Your task → Show every line of the data below that contains the string "scoop", and copy each such line in full.

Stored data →

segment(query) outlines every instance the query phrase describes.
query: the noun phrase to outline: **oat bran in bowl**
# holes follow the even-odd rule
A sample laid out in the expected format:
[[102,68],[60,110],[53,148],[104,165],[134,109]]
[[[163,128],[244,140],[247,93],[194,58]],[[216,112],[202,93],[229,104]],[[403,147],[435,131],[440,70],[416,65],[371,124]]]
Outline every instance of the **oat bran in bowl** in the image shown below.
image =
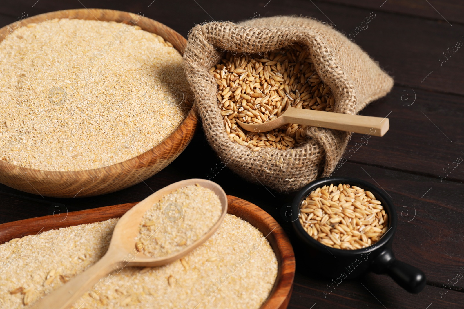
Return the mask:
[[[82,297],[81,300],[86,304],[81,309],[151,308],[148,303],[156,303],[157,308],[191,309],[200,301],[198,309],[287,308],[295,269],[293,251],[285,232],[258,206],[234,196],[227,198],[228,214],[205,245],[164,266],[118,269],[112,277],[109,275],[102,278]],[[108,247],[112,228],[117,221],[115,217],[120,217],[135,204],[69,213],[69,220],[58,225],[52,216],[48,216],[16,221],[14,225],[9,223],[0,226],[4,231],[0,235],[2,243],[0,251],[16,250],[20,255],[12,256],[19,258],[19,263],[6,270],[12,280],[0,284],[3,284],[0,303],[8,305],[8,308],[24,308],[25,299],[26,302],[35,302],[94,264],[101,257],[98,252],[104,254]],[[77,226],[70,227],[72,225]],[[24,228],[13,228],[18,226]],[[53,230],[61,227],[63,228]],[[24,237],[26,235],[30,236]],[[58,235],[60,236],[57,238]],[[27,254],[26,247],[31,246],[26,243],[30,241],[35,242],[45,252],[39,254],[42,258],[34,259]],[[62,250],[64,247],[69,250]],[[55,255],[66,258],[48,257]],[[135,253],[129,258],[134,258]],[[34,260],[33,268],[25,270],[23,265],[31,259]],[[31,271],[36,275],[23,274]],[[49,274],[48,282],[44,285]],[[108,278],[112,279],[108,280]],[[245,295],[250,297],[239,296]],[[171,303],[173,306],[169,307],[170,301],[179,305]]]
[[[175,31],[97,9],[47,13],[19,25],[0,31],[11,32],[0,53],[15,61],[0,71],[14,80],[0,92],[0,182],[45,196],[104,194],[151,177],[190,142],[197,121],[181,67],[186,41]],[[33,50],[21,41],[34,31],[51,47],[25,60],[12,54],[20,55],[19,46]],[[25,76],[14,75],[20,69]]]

==

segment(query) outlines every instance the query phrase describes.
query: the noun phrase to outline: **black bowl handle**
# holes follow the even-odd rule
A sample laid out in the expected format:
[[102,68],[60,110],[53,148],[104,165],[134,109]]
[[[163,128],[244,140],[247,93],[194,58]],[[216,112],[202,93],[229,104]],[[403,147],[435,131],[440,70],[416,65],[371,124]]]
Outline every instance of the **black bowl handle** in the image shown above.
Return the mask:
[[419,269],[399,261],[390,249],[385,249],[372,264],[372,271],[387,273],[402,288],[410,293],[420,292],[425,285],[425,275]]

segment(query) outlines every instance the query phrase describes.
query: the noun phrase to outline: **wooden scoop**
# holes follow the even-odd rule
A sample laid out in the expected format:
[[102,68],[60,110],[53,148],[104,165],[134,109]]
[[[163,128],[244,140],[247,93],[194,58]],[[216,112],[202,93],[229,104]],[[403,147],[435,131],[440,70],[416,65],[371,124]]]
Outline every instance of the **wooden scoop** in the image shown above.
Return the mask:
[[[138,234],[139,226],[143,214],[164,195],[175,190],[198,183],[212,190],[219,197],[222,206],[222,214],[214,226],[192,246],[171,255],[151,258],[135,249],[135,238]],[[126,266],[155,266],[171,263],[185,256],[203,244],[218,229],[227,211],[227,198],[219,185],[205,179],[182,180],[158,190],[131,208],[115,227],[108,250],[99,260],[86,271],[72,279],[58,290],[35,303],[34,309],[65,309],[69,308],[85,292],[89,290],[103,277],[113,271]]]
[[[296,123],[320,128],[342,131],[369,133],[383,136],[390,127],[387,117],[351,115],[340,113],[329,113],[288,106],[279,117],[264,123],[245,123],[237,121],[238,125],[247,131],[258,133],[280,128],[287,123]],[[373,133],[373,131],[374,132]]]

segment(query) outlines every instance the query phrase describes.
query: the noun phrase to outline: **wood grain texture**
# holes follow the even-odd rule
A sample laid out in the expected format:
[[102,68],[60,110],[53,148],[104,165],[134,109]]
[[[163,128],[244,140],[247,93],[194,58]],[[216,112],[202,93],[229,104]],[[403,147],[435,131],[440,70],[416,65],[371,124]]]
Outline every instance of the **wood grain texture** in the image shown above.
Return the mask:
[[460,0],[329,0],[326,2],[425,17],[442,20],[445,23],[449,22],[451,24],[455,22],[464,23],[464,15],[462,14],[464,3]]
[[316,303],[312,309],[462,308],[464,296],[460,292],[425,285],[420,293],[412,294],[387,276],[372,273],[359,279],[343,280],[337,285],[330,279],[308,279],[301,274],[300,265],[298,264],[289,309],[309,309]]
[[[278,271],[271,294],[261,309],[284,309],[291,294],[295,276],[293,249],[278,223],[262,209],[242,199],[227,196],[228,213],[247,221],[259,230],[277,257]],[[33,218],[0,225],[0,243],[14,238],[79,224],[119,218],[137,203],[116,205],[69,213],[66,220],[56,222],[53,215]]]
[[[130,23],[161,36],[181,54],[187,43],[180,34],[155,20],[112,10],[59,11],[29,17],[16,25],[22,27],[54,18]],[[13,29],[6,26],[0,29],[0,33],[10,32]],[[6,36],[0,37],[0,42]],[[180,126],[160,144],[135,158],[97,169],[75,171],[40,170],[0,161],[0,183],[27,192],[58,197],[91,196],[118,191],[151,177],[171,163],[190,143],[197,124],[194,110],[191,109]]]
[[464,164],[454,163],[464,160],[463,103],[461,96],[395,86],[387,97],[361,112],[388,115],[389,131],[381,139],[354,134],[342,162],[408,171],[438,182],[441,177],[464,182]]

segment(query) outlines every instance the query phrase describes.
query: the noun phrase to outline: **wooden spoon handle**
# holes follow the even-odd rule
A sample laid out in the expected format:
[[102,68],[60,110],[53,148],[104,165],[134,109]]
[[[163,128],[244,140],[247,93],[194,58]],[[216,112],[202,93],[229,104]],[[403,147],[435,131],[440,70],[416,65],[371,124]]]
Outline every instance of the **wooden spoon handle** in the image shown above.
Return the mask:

Solution →
query: the noun phrase to outline: **wooden scoop**
Outline every instance of the **wooden scoop** in the image shown above.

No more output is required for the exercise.